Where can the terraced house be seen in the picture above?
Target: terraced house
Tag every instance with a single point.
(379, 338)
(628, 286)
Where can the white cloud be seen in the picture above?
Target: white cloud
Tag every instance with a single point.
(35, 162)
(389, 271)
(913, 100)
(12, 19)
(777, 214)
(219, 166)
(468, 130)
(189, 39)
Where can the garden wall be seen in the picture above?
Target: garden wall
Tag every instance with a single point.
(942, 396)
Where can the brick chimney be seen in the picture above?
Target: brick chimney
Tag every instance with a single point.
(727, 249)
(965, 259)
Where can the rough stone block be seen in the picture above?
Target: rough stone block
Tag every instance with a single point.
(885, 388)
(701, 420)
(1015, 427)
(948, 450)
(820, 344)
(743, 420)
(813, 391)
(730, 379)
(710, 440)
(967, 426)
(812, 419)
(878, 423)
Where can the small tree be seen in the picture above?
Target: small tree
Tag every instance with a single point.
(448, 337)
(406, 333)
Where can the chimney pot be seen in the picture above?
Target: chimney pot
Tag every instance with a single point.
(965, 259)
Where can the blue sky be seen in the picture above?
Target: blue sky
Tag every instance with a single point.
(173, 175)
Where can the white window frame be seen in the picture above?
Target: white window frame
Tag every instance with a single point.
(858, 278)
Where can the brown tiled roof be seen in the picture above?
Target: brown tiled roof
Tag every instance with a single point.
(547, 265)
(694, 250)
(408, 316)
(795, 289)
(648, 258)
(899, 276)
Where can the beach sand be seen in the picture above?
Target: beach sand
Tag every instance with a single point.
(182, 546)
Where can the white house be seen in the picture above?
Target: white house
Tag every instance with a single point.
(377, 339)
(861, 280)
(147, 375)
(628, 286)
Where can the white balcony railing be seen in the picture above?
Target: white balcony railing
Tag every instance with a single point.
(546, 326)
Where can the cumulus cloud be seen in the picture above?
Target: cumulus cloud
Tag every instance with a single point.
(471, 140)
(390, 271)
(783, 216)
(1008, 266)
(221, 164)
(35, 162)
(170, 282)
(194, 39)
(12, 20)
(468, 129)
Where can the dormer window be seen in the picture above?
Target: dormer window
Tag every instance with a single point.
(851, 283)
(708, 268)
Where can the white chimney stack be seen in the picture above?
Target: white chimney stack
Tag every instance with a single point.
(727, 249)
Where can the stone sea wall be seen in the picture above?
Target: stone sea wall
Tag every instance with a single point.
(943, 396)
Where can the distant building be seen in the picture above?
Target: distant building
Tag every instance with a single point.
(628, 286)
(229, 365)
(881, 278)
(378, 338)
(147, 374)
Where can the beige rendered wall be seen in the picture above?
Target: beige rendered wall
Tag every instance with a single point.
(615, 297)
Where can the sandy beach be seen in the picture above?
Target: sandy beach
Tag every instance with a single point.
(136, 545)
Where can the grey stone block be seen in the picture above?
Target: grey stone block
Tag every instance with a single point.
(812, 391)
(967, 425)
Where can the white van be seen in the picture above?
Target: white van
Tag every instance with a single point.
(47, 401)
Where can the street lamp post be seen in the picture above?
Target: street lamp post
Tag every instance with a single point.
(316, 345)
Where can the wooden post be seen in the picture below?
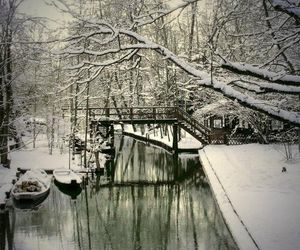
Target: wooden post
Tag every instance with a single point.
(131, 113)
(112, 135)
(175, 136)
(154, 114)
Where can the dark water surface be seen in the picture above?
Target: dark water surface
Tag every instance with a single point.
(157, 201)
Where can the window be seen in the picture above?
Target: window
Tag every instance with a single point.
(218, 123)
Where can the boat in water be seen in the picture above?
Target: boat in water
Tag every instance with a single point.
(67, 177)
(33, 185)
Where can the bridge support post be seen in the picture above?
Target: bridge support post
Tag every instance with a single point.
(111, 131)
(175, 136)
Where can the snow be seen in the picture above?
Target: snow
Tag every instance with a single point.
(248, 179)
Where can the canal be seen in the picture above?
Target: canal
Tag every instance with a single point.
(157, 201)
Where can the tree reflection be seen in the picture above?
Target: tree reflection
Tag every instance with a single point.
(148, 206)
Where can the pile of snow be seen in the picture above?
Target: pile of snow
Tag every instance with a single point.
(253, 193)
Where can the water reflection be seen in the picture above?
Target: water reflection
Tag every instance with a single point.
(147, 206)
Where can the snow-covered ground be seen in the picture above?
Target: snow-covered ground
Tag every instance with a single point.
(32, 158)
(257, 199)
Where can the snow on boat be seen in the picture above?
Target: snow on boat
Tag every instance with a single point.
(66, 176)
(33, 185)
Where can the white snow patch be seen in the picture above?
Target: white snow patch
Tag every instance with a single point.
(265, 199)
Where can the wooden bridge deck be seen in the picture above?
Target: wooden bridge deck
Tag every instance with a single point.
(149, 115)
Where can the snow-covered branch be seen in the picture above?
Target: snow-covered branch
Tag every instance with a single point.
(247, 69)
(152, 15)
(288, 7)
(227, 90)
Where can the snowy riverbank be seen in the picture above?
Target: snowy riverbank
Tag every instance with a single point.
(251, 190)
(260, 203)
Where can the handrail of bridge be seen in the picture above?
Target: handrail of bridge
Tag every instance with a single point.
(181, 114)
(153, 112)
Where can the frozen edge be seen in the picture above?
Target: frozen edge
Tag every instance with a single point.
(240, 234)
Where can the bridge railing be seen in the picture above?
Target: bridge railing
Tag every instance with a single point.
(182, 115)
(132, 113)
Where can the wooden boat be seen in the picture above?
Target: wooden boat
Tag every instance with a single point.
(69, 190)
(67, 177)
(33, 185)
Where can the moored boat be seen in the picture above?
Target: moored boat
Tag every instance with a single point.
(67, 177)
(33, 185)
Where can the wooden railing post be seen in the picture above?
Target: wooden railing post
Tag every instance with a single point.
(107, 112)
(175, 136)
(131, 113)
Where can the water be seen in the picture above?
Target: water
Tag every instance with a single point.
(158, 201)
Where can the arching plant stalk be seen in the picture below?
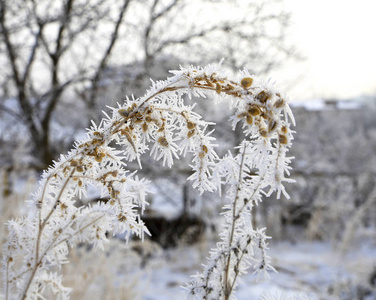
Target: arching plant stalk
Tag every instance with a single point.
(164, 125)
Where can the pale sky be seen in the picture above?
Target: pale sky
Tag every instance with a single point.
(338, 38)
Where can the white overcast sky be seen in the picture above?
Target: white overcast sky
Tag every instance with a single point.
(338, 39)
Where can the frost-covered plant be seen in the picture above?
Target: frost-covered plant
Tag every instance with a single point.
(163, 123)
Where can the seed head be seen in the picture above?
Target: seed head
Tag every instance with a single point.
(254, 111)
(218, 88)
(246, 82)
(283, 139)
(163, 141)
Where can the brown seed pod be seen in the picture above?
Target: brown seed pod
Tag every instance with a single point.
(283, 139)
(190, 125)
(242, 115)
(263, 132)
(123, 112)
(218, 88)
(272, 125)
(163, 141)
(263, 96)
(99, 156)
(254, 111)
(279, 103)
(190, 133)
(246, 82)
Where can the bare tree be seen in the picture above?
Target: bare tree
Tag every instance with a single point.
(40, 47)
(51, 51)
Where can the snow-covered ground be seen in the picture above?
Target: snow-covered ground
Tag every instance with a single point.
(306, 270)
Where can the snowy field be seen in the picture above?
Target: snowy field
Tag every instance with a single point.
(305, 269)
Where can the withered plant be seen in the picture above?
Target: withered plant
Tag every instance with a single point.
(163, 124)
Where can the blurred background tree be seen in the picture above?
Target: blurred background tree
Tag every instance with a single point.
(62, 61)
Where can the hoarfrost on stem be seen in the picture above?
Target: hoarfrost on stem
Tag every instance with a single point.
(161, 123)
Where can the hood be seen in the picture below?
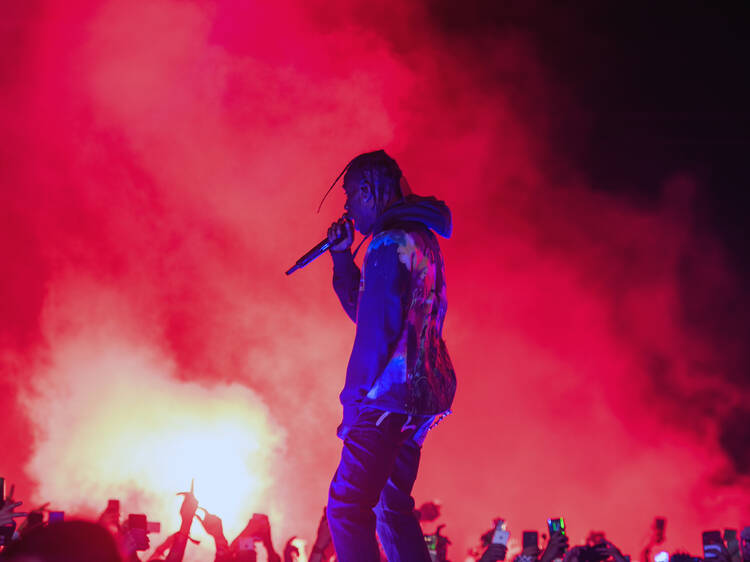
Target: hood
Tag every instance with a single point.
(429, 211)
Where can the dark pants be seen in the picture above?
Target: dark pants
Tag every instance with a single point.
(372, 489)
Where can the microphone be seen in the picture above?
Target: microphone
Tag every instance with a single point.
(319, 249)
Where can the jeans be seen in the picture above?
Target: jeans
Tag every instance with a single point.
(372, 490)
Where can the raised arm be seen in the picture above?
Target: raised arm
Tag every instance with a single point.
(346, 274)
(346, 277)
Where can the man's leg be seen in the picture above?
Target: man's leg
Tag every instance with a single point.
(367, 460)
(398, 529)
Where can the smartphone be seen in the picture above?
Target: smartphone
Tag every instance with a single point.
(712, 543)
(555, 525)
(138, 524)
(246, 543)
(660, 524)
(34, 519)
(733, 545)
(501, 535)
(530, 539)
(137, 521)
(56, 516)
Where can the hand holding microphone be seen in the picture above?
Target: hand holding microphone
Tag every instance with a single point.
(341, 235)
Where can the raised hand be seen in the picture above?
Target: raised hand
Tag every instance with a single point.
(556, 547)
(7, 513)
(211, 523)
(342, 230)
(189, 504)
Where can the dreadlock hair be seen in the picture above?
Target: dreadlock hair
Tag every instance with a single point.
(383, 174)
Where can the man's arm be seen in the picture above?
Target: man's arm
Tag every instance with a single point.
(346, 277)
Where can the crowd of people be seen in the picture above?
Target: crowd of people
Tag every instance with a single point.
(45, 536)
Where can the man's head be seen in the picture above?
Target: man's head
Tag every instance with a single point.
(372, 182)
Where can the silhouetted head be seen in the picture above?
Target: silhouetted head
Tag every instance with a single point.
(372, 182)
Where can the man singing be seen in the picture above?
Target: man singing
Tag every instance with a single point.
(399, 380)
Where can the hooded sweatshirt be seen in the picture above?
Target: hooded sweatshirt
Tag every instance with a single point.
(399, 362)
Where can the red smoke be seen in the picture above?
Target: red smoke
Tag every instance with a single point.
(162, 162)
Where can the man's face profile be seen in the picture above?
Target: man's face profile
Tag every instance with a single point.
(360, 202)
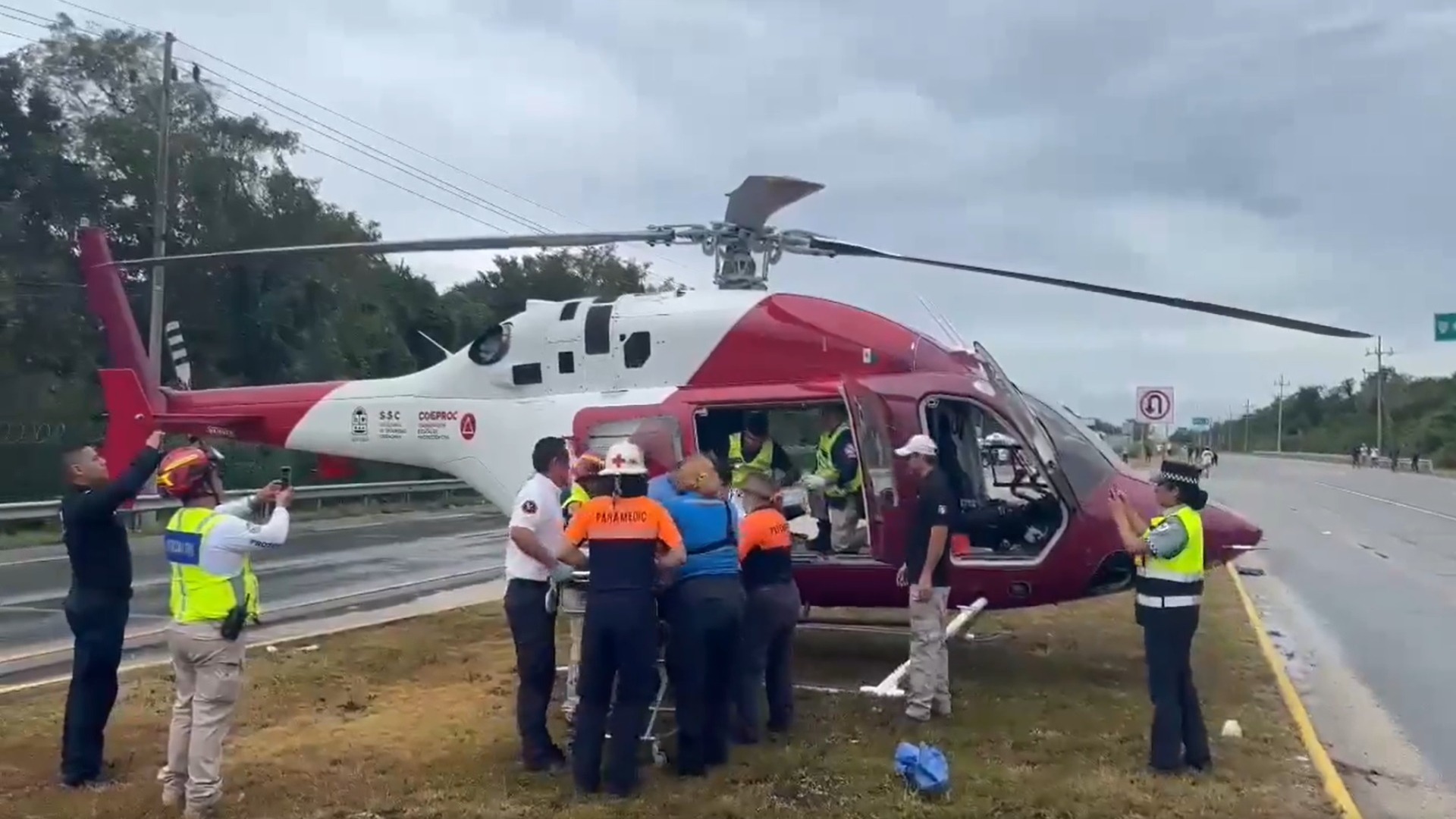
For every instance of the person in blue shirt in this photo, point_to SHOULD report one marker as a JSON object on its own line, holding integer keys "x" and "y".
{"x": 704, "y": 611}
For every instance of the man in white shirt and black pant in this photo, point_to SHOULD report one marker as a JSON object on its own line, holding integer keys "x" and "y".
{"x": 538, "y": 537}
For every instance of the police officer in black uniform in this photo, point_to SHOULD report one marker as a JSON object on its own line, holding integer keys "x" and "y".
{"x": 99, "y": 599}
{"x": 1169, "y": 557}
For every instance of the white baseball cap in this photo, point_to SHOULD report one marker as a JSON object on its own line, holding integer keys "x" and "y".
{"x": 623, "y": 460}
{"x": 918, "y": 445}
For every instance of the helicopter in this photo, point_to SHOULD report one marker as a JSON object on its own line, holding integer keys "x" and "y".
{"x": 676, "y": 372}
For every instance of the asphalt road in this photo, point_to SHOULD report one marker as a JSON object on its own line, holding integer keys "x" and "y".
{"x": 327, "y": 566}
{"x": 1370, "y": 557}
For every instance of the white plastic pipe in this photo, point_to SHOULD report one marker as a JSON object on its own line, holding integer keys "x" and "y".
{"x": 890, "y": 687}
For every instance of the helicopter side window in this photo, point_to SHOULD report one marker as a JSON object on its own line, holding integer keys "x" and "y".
{"x": 598, "y": 330}
{"x": 637, "y": 349}
{"x": 660, "y": 438}
{"x": 491, "y": 346}
{"x": 526, "y": 375}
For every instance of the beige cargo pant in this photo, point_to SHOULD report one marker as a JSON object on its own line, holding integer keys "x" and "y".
{"x": 573, "y": 602}
{"x": 845, "y": 535}
{"x": 928, "y": 681}
{"x": 209, "y": 679}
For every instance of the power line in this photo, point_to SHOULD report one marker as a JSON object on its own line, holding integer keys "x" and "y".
{"x": 27, "y": 20}
{"x": 237, "y": 115}
{"x": 369, "y": 149}
{"x": 375, "y": 153}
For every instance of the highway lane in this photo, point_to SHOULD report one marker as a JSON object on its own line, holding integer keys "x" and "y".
{"x": 1370, "y": 558}
{"x": 332, "y": 563}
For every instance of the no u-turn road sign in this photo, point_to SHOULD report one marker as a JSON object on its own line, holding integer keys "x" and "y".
{"x": 1155, "y": 404}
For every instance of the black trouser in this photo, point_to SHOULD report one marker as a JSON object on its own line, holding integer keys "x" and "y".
{"x": 1178, "y": 732}
{"x": 533, "y": 630}
{"x": 99, "y": 624}
{"x": 704, "y": 623}
{"x": 619, "y": 645}
{"x": 766, "y": 659}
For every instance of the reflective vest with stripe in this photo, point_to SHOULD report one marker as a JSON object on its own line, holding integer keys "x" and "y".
{"x": 197, "y": 595}
{"x": 824, "y": 465}
{"x": 1178, "y": 582}
{"x": 761, "y": 464}
{"x": 576, "y": 496}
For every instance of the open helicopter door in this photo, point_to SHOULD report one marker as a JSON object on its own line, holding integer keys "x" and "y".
{"x": 870, "y": 425}
{"x": 1027, "y": 425}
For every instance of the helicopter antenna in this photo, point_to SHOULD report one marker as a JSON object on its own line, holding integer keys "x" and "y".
{"x": 425, "y": 335}
{"x": 940, "y": 321}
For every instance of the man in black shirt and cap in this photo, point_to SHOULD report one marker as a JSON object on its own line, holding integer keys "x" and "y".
{"x": 928, "y": 575}
{"x": 99, "y": 599}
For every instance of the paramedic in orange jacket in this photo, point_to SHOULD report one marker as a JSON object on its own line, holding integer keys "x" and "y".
{"x": 770, "y": 615}
{"x": 632, "y": 539}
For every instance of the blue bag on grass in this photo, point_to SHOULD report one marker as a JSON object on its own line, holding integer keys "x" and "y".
{"x": 924, "y": 768}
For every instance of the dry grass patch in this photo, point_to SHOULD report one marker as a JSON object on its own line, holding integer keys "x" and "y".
{"x": 414, "y": 720}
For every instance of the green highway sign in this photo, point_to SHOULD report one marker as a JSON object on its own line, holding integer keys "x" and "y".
{"x": 1445, "y": 327}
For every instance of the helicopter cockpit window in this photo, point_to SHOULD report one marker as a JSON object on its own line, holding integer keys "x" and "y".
{"x": 1084, "y": 455}
{"x": 491, "y": 346}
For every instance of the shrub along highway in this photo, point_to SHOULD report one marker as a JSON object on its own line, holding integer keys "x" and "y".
{"x": 327, "y": 567}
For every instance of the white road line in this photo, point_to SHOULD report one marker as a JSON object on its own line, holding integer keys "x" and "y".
{"x": 63, "y": 646}
{"x": 1443, "y": 516}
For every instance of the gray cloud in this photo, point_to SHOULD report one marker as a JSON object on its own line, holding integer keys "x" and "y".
{"x": 1282, "y": 155}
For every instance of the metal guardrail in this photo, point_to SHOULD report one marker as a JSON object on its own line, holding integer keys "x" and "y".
{"x": 1383, "y": 463}
{"x": 52, "y": 509}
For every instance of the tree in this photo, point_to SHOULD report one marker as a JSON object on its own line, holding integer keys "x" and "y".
{"x": 79, "y": 142}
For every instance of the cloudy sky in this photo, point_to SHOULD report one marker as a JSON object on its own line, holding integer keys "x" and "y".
{"x": 1291, "y": 156}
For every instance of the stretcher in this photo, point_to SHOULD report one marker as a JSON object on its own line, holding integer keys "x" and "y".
{"x": 653, "y": 735}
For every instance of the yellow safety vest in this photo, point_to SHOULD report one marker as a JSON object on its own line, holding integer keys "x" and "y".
{"x": 762, "y": 464}
{"x": 577, "y": 496}
{"x": 824, "y": 465}
{"x": 1178, "y": 582}
{"x": 197, "y": 595}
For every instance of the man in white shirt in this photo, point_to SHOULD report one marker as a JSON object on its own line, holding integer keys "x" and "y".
{"x": 538, "y": 535}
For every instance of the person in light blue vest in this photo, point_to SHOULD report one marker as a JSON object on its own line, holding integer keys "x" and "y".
{"x": 704, "y": 613}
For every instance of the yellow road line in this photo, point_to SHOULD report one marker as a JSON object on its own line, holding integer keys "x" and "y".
{"x": 1334, "y": 784}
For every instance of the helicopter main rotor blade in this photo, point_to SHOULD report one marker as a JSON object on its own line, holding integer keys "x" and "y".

# Directions
Return every line of the material in which the word "plant" is found.

# Solution for this task
Where can the arching plant stalk be seen in the picture below?
Target: arching plant stalk
Where can the frost-covered plant be seen in the picture above?
Target: frost-covered plant
Where can the withered plant be seen in the picture above?
Target: withered plant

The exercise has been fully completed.